Reading text:
::::::
Bobcats Prowl Among Us: Haunt Birdfeeders, Brooks, Boulevards

A wild New Hampshire bobcat stretches before going on-the-hunt.
Is it bird-feeding season yet? Bobcats, such as this wild cat in New Hampshire, are often spotted near backyard feeders. Photograph by Roger Irwin.

It’s on the prowl from three hours before sunset until midnight, and again before dawn ‘til three hours after sunrise.  Each night, it moves two to seven miles, mostly on the same route.

Along the way it visits, like the humans in whose shadow it lives, known locales.  But its stomping grounds are a hollow log or two, a brush pile or thicket, and caverns hidden in rock ledges.

It’s a bobcat, and only rarely does it cross paths with people.  Or so we thought.  In fact, bobcats are among us, quietly, stealthily, making their way over hill and dale.

Dusk on an early winter’s eve.  Light snow is falling on Interstate 87; the highway is nearly obscured.  Mine is the only car on the road.  I’m traveling with family members through New York’s Adirondack Mountains.

We enter a cut in a mountainside, an opening that’s lined with 60-foot-high granite ledges.  Suddenly, our headlights spot a reflection where there should be none.  The beams meet a yellow-green glow, the eyeshine of a tawny, hunched-over creature that emerges from the swirling snow like a wraith: a bobcat.

We skid to a stop.  For a heartbeat or two, the bobcat does the same, gazing at us with seeming curiosity.  Then, with a flick of the short tail for which it’s named, it’s gone, vanished into a crack in the cliffs.

“This cat’s ability to keep a low profile is key to its success,” says biologist Luke Hunter, President of Panthera, an organization that works to ensure the future of the world’s wild cats through science and conservation.  “People often don’t realize they’re sharing space with a bobcat.”

Cats on the comeback trail?

Wild New Hampshire bobcat prowls near the edge of a woodland.
Wild cat on the comeback trail: sightings of elusive bobcats are becoming more common. Photograph by Roger Irwin.

From southern Canada to northern Mexico – the range of the bobcat, Lynx rufus – these seldom seen felines seem to be on the comeback trail.  Take forester Jim Stewart’s experience.  Stewart, who works for Plum Creek Timber in Maine, glimpsed a bobcat in March; the encounter happened in the western part of the state near Sugarloaf Mountain Resort. The forest manager was driving to a meeting when he saw the bobcat along a roadside.  But the view was fleeting. The cat jumped over a snowbank, remembers Stewart, then disappeared into the woods.
::::::
What to work on:
A: According to the bobcat article, how far does a bobcat travel each night?
B: Repeat the portion of the bobcat article that begins at the words "Is it bird-feeding" and stops after the words "hill and dale.".

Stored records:
::::::
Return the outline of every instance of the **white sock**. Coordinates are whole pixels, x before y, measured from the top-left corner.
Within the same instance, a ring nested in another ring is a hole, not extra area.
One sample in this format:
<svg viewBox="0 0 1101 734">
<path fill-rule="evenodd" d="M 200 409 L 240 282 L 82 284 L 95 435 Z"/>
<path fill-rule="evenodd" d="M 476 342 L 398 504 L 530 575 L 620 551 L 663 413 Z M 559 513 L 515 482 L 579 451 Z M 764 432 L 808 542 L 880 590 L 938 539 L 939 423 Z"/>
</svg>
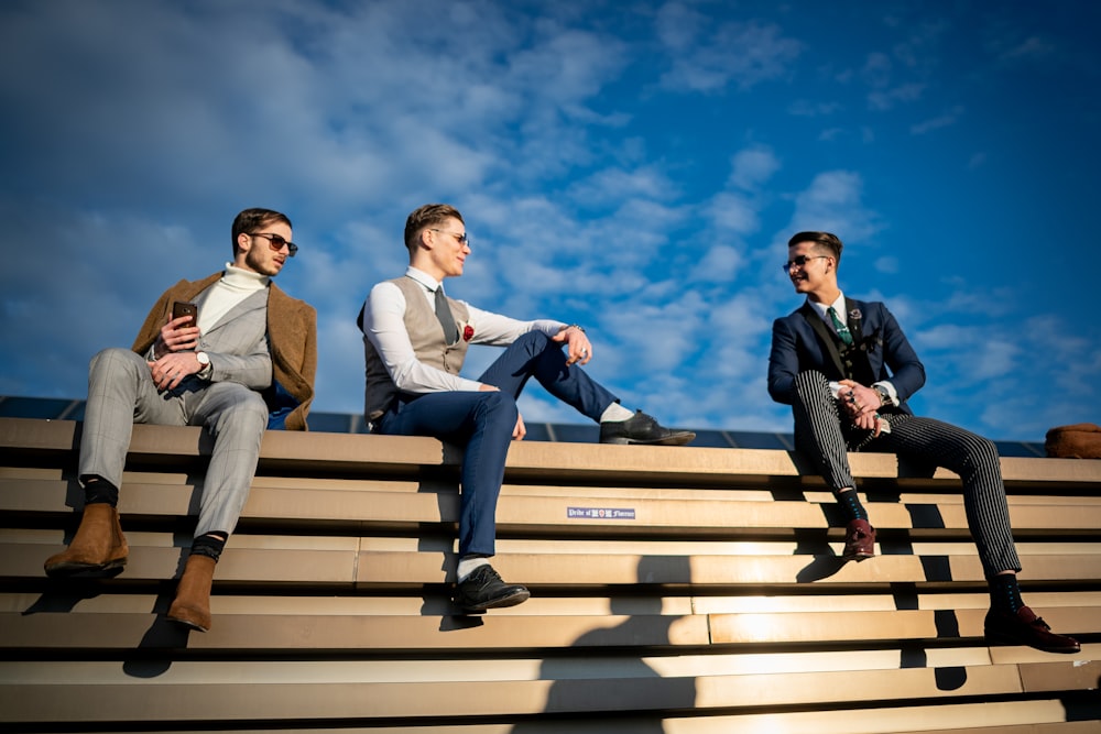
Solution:
<svg viewBox="0 0 1101 734">
<path fill-rule="evenodd" d="M 628 410 L 619 403 L 612 403 L 600 414 L 600 423 L 617 423 L 634 417 L 634 413 Z"/>
<path fill-rule="evenodd" d="M 458 578 L 459 583 L 467 580 L 467 577 L 478 568 L 479 566 L 489 566 L 489 559 L 482 558 L 481 556 L 471 556 L 469 558 L 464 558 L 459 561 L 459 568 L 455 570 L 455 576 Z"/>
</svg>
::::::
Expected outputs:
A: Two to seven miles, mostly on the same route.

B:
Is it bird-feeding season yet? Bobcats, such as this wild cat in New Hampshire, are often spotted near backyard feeders. Photograph by Roger Irwin.

It’s on the prowl from three hours before sunset until midnight, and again before dawn ‘til three hours after sunrise.  Each night, it moves two to seven miles, mostly on the same route.

Along the way it visits, like the humans in whose shadow it lives, known locales.  But its stomping grounds are a hollow log or two, a brush pile or thicket, and caverns hidden in rock ledges.

It’s a bobcat, and only rarely does it cross paths with people.  Or so we thought.  In fact, bobcats are among us, quietly, stealthily, making their way over hill and dale.